## Working data
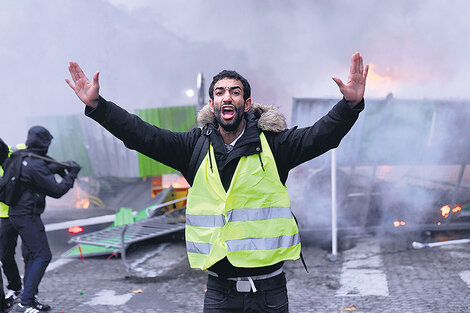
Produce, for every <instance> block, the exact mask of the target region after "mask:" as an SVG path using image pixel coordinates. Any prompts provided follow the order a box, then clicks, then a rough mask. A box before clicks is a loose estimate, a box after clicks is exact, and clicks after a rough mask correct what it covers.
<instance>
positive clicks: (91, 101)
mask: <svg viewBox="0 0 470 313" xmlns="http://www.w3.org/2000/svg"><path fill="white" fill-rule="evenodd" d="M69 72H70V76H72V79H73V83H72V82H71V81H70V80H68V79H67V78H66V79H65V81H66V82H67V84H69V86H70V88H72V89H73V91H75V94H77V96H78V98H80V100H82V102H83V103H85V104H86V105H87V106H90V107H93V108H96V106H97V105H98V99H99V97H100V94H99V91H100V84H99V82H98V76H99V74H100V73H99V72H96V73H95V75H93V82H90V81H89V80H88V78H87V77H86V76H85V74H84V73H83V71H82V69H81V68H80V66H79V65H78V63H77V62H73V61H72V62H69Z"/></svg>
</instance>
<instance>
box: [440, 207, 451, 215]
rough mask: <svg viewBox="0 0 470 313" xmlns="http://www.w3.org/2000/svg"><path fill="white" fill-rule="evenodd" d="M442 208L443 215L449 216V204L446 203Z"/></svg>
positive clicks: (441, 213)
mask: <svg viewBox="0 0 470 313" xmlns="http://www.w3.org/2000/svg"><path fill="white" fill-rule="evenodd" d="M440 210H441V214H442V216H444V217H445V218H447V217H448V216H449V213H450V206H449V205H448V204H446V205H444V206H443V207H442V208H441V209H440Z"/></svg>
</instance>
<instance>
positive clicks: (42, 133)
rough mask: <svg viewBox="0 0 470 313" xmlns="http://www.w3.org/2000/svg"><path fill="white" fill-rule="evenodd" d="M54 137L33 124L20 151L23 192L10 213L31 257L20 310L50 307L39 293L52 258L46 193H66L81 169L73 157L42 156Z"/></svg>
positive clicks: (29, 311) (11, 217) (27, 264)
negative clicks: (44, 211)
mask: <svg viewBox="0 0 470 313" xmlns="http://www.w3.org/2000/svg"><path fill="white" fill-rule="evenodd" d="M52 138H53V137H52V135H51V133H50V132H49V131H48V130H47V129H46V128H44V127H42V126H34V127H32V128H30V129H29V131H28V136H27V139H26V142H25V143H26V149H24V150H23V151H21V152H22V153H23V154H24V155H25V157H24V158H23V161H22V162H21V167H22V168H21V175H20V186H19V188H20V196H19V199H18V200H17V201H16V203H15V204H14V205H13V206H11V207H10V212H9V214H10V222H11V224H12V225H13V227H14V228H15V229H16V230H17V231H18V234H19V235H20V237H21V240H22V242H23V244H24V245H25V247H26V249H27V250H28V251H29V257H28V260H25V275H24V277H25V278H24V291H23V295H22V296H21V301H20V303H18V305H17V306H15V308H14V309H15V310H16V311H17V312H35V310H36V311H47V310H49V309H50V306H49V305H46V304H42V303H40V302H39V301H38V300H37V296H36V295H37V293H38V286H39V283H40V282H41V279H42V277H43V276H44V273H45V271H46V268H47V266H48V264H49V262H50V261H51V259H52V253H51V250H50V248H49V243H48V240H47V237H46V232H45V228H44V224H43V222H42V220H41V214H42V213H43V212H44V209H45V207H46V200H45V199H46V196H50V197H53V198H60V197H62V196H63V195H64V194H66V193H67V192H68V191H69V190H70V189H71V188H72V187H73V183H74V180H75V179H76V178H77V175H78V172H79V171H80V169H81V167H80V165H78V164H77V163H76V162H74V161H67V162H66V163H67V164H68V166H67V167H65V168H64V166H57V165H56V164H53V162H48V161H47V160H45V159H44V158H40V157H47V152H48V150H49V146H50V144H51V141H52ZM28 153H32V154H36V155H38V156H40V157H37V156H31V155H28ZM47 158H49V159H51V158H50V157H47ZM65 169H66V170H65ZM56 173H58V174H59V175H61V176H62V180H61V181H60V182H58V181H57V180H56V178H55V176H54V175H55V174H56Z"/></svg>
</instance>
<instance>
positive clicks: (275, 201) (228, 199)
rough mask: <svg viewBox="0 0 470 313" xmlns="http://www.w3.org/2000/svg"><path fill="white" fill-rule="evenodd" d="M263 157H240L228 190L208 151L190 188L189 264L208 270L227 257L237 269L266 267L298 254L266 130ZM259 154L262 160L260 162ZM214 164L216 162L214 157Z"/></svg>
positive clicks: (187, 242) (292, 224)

## Required action
Pull every line containing "rough" from the entries above and copy it.

## Exercise output
Produce, for every <instance> block, the exact mask of the target region after "mask:" as an SVG path using image pixel coordinates. Any prompts provided follow the order a box, then clicks, then a rough mask. A box before clicks is a loose estimate, a box after clicks is exact, and clicks after a rough mask correct what it covers.
rough mask: <svg viewBox="0 0 470 313" xmlns="http://www.w3.org/2000/svg"><path fill="white" fill-rule="evenodd" d="M442 208L443 215L449 216V204L446 203Z"/></svg>
rough mask: <svg viewBox="0 0 470 313" xmlns="http://www.w3.org/2000/svg"><path fill="white" fill-rule="evenodd" d="M54 137L33 124L20 151L23 192L10 213L31 257L20 310L50 307L39 293L52 258L46 193H66L81 169L73 157L42 156Z"/></svg>
rough mask: <svg viewBox="0 0 470 313" xmlns="http://www.w3.org/2000/svg"><path fill="white" fill-rule="evenodd" d="M263 157H240L228 190L208 151L190 188L189 264L208 270L227 257L237 269L266 267L298 254L266 130ZM259 154L262 160L260 162ZM214 164L216 162L214 157Z"/></svg>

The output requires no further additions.